▶ [To do]: Gather every line below that contains the string "truck", and copy each one. Case counts.

▶ [Records for this task]:
..............................
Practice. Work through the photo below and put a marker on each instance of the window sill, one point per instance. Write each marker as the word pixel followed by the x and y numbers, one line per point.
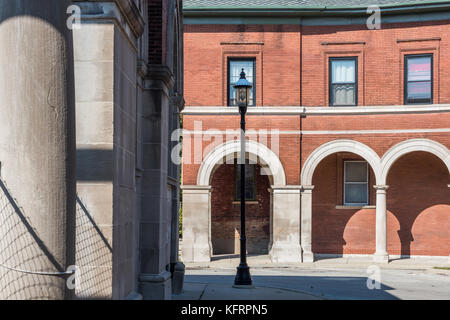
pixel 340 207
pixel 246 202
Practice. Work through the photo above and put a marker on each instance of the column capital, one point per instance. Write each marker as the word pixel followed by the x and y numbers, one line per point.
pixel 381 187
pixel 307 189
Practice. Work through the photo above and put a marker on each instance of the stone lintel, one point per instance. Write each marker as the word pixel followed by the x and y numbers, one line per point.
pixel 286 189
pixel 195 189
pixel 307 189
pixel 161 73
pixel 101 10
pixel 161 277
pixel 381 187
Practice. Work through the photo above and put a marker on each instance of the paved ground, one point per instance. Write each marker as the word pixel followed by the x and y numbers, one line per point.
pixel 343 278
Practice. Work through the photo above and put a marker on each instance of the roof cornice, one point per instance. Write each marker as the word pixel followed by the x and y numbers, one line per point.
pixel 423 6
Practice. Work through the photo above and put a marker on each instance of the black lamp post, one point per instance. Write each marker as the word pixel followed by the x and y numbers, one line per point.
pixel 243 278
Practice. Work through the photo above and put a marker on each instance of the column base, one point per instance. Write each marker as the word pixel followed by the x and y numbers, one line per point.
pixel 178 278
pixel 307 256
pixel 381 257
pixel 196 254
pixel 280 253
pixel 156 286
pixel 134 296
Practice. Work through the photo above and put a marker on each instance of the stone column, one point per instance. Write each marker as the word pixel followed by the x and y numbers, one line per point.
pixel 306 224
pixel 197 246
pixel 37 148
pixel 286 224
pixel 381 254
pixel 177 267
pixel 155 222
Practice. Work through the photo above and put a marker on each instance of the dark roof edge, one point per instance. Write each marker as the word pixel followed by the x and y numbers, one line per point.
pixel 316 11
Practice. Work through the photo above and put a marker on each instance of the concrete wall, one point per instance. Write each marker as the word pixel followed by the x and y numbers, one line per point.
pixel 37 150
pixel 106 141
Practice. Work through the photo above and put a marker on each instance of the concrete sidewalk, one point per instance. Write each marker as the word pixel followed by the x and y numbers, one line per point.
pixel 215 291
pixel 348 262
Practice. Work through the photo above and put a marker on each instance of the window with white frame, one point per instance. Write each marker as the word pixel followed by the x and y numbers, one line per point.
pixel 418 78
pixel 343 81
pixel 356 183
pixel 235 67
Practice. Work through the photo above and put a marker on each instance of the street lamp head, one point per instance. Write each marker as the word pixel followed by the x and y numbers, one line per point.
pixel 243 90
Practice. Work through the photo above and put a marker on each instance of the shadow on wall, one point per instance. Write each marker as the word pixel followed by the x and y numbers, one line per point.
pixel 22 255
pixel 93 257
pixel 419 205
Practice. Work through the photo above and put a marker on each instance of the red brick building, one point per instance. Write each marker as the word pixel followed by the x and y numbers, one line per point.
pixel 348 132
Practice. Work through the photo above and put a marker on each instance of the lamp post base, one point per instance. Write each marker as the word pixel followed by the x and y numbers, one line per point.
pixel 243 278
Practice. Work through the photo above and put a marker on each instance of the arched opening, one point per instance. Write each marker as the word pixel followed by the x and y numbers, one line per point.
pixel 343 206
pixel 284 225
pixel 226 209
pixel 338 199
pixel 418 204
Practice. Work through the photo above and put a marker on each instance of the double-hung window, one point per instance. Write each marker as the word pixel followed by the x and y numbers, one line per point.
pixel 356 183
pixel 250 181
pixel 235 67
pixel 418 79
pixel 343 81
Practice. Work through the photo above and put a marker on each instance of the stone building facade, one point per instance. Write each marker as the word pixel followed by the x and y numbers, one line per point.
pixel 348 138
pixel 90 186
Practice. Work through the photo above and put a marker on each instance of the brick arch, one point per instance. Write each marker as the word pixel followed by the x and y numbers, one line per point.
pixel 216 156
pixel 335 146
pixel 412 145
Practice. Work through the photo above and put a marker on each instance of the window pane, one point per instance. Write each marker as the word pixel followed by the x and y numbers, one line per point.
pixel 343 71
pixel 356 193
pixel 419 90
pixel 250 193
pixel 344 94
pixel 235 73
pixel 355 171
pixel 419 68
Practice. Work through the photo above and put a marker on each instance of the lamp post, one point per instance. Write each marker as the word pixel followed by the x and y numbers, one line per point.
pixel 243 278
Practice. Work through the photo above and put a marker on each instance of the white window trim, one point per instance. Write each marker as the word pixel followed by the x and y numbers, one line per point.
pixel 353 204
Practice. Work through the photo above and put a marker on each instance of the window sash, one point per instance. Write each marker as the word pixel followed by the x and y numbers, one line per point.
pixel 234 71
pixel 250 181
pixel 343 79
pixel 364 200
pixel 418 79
..............................
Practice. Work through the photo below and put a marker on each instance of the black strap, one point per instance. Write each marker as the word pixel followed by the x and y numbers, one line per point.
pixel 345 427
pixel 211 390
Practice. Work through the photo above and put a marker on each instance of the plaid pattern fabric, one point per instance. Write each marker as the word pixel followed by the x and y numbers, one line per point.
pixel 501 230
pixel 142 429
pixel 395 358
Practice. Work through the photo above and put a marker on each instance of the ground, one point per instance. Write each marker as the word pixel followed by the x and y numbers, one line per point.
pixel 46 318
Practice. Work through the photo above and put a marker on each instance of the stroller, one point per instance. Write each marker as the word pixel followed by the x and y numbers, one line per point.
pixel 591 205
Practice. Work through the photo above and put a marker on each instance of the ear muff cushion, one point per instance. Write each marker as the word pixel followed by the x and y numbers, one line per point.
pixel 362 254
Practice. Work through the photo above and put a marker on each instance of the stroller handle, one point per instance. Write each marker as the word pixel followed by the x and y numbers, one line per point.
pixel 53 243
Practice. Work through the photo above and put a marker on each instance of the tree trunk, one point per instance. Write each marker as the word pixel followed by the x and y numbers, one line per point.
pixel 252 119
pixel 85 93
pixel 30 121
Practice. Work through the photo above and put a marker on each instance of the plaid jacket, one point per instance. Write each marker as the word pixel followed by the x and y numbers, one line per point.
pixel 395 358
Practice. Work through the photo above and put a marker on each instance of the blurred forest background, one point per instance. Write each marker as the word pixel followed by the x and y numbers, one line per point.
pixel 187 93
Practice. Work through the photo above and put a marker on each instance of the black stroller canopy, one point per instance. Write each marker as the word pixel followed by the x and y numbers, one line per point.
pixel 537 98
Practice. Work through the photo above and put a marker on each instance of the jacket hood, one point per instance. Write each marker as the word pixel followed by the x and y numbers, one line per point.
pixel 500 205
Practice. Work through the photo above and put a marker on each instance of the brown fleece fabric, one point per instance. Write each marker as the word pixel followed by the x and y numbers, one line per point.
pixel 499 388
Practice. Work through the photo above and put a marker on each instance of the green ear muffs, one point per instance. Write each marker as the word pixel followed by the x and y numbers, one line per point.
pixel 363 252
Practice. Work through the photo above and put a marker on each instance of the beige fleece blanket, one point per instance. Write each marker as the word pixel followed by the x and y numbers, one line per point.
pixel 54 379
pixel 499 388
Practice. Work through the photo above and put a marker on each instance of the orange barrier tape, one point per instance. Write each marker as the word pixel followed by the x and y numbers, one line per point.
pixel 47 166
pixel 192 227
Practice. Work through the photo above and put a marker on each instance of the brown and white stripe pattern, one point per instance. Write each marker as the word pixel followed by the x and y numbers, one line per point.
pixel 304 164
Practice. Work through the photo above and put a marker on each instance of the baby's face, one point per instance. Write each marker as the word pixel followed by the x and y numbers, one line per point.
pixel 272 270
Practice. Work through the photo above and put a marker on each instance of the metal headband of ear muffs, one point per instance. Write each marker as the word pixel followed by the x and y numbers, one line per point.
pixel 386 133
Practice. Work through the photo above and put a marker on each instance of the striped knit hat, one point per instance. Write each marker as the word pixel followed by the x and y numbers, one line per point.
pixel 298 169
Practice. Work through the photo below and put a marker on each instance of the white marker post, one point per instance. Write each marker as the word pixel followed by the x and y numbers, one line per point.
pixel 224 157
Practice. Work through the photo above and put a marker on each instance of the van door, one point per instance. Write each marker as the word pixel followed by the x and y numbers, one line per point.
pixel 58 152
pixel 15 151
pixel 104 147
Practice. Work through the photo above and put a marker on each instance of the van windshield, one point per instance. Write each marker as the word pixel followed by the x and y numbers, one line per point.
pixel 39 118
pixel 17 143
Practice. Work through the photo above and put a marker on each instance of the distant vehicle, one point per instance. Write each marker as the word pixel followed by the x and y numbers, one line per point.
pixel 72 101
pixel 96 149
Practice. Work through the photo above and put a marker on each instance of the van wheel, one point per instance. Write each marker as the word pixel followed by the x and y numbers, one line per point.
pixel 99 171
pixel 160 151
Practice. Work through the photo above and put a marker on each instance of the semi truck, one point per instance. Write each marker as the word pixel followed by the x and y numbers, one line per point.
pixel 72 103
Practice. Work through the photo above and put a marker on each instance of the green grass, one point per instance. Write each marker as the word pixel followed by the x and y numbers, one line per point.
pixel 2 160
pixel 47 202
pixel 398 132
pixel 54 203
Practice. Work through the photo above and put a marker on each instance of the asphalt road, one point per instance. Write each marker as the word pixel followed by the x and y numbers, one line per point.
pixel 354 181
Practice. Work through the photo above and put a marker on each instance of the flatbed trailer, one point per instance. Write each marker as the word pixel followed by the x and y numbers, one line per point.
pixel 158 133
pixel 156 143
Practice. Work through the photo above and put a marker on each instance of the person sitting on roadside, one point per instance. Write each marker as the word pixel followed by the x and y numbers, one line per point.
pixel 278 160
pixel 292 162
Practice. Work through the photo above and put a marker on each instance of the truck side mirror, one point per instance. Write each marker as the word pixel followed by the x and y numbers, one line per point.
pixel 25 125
..............................
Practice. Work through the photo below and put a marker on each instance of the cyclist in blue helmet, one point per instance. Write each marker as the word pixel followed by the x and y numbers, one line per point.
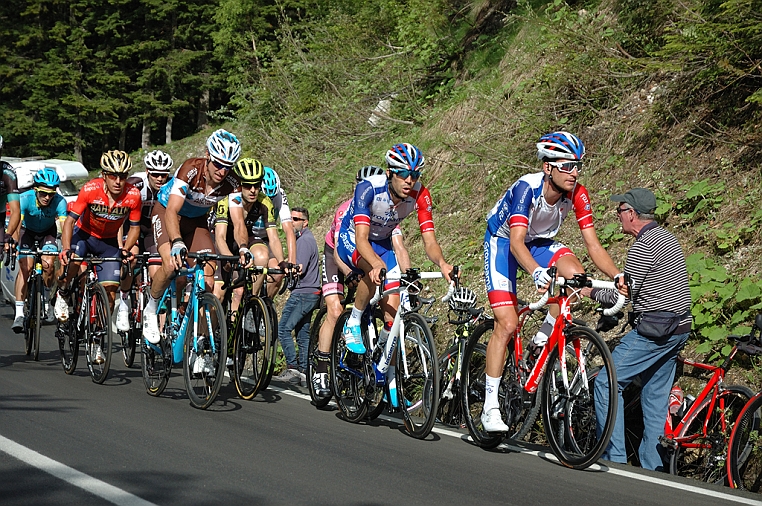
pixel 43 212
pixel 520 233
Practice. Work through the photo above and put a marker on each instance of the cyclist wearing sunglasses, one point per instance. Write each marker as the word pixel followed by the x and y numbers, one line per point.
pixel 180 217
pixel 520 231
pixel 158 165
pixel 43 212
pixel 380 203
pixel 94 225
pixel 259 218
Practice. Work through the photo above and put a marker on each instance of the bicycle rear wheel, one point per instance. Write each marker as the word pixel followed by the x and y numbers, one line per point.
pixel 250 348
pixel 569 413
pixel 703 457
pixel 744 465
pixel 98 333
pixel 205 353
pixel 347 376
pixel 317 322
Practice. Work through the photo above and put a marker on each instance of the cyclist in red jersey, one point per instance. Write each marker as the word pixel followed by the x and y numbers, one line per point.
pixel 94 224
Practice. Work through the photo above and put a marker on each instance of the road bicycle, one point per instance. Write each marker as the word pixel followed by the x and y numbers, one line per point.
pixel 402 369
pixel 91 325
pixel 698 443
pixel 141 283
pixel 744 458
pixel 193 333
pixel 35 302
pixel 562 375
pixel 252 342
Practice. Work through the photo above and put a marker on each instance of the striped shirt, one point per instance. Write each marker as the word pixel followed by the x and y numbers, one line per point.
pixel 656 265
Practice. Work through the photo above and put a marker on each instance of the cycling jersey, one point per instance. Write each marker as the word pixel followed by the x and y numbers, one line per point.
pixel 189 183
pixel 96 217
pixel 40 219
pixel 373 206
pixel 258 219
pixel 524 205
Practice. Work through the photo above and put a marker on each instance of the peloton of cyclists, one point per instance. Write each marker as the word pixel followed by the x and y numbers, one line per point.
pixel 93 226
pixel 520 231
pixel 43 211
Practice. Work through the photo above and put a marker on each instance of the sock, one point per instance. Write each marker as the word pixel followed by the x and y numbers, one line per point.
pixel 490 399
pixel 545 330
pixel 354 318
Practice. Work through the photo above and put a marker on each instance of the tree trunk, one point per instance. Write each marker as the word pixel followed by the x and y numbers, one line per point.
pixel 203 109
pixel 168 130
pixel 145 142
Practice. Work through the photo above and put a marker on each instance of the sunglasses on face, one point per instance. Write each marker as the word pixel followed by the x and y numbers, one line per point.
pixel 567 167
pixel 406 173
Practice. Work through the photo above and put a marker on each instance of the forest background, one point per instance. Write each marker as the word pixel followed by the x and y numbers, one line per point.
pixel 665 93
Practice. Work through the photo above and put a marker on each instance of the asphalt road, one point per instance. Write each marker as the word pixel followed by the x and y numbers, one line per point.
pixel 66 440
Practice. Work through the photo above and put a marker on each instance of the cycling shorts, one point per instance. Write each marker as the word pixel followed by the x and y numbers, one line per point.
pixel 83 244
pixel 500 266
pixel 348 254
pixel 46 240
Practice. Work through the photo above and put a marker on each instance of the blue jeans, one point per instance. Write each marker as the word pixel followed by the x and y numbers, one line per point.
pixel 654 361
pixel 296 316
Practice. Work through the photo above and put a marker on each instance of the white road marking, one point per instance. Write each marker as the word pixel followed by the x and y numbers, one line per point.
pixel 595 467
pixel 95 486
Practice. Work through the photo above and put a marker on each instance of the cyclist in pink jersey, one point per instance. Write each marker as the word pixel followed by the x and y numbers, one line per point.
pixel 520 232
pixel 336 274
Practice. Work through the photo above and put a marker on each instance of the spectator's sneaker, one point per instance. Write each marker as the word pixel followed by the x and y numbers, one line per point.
..............................
▶ [Exercise output]:
Practice. Work through the photo above and put a marker on each instance of the semi truck, one point per instance. Write each marker as the word pixel followed by the x and y numbers, one line per point.
Practice. Work through the photo above and put a marker on each instance of the truck side mirror, one point per instance. Write each marker as the word pixel followed by the x and y numbers, one line per point.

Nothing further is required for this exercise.